▸ What you should do: Each record must be repeated exactly as it stands.
——
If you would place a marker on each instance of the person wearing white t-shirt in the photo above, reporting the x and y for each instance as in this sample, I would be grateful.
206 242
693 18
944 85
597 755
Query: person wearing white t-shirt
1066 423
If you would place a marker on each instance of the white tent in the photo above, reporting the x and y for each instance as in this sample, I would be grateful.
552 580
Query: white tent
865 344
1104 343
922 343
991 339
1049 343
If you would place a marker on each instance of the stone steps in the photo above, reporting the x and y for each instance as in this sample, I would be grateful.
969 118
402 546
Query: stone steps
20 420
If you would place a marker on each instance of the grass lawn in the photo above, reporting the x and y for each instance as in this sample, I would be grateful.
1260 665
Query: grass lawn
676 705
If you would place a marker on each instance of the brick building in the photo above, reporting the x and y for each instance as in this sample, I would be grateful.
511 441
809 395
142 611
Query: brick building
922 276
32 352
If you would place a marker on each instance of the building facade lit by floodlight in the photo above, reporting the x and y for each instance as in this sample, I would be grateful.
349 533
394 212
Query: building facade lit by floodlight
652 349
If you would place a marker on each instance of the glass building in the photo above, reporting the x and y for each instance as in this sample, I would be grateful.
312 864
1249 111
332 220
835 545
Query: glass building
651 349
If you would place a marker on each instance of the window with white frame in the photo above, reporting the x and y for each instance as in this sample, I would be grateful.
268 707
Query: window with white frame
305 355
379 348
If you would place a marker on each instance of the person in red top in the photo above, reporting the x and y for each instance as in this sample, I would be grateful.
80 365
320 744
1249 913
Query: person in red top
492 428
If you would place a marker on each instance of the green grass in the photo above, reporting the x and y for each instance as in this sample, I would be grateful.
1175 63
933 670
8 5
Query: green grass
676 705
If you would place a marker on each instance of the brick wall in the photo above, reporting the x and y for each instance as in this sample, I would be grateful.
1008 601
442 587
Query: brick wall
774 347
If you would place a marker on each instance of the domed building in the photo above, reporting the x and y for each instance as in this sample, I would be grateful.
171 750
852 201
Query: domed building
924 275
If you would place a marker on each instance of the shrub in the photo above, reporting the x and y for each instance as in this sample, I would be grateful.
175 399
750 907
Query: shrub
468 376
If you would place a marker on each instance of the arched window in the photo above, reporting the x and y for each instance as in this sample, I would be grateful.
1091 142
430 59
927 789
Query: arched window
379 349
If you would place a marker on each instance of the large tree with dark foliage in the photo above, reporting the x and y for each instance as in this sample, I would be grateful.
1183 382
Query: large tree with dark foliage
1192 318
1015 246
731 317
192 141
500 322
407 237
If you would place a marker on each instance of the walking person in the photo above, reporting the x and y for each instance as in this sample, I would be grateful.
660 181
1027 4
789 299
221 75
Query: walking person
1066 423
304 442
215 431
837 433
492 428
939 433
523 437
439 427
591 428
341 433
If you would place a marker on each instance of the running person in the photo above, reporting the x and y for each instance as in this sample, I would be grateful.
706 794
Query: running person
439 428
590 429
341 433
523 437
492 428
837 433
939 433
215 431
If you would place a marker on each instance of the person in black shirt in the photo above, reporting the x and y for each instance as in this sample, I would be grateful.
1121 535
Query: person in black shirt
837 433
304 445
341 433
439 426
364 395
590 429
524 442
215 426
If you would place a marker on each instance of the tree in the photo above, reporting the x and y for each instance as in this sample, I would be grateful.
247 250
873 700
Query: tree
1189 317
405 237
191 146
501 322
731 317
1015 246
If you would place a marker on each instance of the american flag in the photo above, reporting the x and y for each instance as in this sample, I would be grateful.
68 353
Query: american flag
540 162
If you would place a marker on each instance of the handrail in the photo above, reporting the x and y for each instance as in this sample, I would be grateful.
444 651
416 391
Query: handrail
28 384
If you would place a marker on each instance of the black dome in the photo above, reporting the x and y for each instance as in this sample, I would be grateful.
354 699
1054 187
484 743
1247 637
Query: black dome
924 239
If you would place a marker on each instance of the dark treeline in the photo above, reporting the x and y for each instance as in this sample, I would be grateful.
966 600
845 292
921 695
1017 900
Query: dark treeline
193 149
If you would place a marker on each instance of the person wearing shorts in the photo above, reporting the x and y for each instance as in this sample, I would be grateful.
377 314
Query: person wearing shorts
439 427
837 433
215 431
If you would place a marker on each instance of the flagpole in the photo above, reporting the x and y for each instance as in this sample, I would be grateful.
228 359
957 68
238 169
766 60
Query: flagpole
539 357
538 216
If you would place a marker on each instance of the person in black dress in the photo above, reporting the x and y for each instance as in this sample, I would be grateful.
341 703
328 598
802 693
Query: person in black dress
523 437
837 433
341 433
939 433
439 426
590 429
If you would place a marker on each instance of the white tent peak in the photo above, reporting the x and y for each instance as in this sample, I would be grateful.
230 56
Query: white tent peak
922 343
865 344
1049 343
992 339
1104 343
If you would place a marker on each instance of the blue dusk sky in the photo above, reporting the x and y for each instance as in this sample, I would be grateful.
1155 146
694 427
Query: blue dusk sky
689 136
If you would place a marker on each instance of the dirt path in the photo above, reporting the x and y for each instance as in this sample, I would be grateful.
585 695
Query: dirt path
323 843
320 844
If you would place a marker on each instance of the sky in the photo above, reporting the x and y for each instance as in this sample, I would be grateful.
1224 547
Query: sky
——
▸ Your response:
If you would place a marker on each instance of the person wearing white t-shirt in the photo above, reporting the x and y for each instance as in this sample, I would be grateful.
206 242
693 18
944 85
597 755
Query: person wearing white t-shirt
1066 423
If you would place a marker on each instance of the white tent in the photo above, reporting the x and y for each instance as in this sample, I would be grateful.
552 580
Query: white tent
865 344
1104 343
922 343
991 339
1049 343
If you would place a marker on each instance of the stone steps in the photo above, reporting the x and y for each instance as in this sample, I would be grateful.
969 118
402 546
Query: stone steps
20 420
If you would place a marker on each instance of the grass lawn in the photo above, reporting the x and y for each instance as in this sample, I would be grateful.
1260 665
Query: grass lawn
676 705
If you would place a marker on each instance of the brick building in the photo above, reporting the x and y for each instance as in this sample, I would be grateful.
511 441
809 395
142 611
Query: brick building
922 276
32 352
If you would place a marker on each instance of the building facade lit by floodlight in the photo above, reporting the x and y for each instance as in this sample, I would be grateful.
349 533
394 212
Query: building facade lit by floodlight
652 349
If you would place a marker on each instance of the glass building in the photo above, reporting the x and y for each instance as in this sample, I would be grateful.
312 864
1249 111
332 220
835 545
Query: glass building
651 349
If you would place a marker on each instance of the window with white frame in the photo above, reporting the x and y for each instance as in this sample, I would be grateful.
268 707
Query: window with white frame
305 355
379 348
If you would place a marker on each instance of the person in red top in the photo above, reporting the x and y for each instance as in this sample, I would be grateful.
80 365
320 744
1249 913
Query: person in red top
492 428
If you would place a marker on each instance of the green grass in the photo above, reporting the x and y for each instance as in this sample, I would be grateful.
1175 63
933 670
8 5
Query: green grass
676 705
If you would place a marker on each instance of the brick wall in the photo above, reporting the x and y for each instance as in this sample, I would be grateful.
1008 601
442 587
Query: brick wall
774 347
If you would place a marker on each instance of the domed building in the photo above, reporting the x and y for each instance as in this sample, I would be grateful.
171 750
852 201
Query: domed building
924 275
If you would place a marker on each instance of the shrub in the photo above, reporting the x and y for each instance as in this sample, I would be grateful.
175 399
750 907
Query: shrub
468 376
If you would place a marker on each instance of the arched window in the photo above, reporting the x and y for each instance as in this sample, I would be grateful.
1091 142
430 59
927 789
Query: arched window
379 349
If you would place a marker on each instance of the large tree with dark foliage in the photo above, reporting the x and y for each instance as in this sample, I would be grateful.
1183 382
Query: large tree with dark foliage
1192 318
1015 246
731 317
192 141
500 322
407 237
If you would place a marker on each instance of the walking person in the photo above, reporting the x and y for each instance as in this sample, I would be grateful.
660 181
1027 4
789 299
221 75
Query: walking person
1066 423
304 442
215 431
837 433
492 428
939 433
523 437
439 427
591 428
341 433
If you would place a marker on each instance of the running person in the photo above, reporting the x and y for each instance as in this sample, I would be grateful.
706 794
Query: running person
439 428
590 429
341 433
523 437
492 428
837 433
939 433
215 431
If you would place a marker on each instance of the person in black shirt in the photo above, reporting the x and y for each instance as in this sample, I would be grateful.
1121 535
Query: person in black shirt
837 433
304 445
341 433
439 426
364 395
590 429
524 442
215 426
If you would place a marker on each instance of the tree in the photo above, reporting the x and y for each instance as in this sample, I would be grateful.
247 250
873 700
Query: tree
1189 317
405 237
191 146
501 322
731 317
1015 246
If you would place a marker on each instance of the american flag in the photo above, reporting the x and y for each instance as in this sample, I would be grateful.
68 353
Query: american flag
540 162
If you would place a marker on each instance of the handrail in the photo above, reporting the x and y for each instance as in this sample, I would be grateful.
444 651
416 391
Query: handrail
28 384
If you would place a marker on each instance of the black dome in the photo above, reporting the x and y for each instance as in this sample, I would be grateful.
354 699
1054 187
484 743
1247 637
Query: black dome
924 239
If you would place a marker on each instance of the dark treeline in the photo above, reporting the x and y for each instance as in this sample, I would be grateful.
966 600
845 292
921 695
1017 900
Query: dark treeline
193 149
If you would place a marker on each instance of the person wearing shorts in the photo above, reporting the x and y for each instance as in this sample, I would be grateful.
377 314
Query: person wearing shorts
439 427
837 433
215 431
If you would place a marker on each instance of the flagpole in the photo above, reporting the x and y for each instance as in this sample, I would be grateful.
228 359
957 68
238 169
766 60
Query: flagpole
539 357
538 216
If you would place a marker on each instance of the person in black dress in the photo above, reporting the x and y for each instance as in this sample, I would be grateful.
341 703
328 598
802 693
Query: person in black dress
523 437
837 433
341 433
939 433
439 426
590 429
If you would place a marker on each instance of the white tent peak in the photo above, reporting the x and y for each instance as in this sample, I would be grateful.
230 56
Query: white tent peak
922 343
865 344
1049 343
992 339
1104 343
If you would place a marker on each instance of the blue dusk sky in the photo above, reporting the x and y for each instance as in this sample, I would be grateful.
1155 146
694 427
Query: blue dusk sky
689 136
If you would place a marker on each instance of the dirt path in the photo above, reporting the x and y for each instance as in this sample, I would be grateful.
585 695
Query: dirt path
323 843
320 844
If you would place a marker on each instance of the sky in the photo above, reporting the x and y for each instance as in this sample, I would be grateful.
1224 547
Query: sky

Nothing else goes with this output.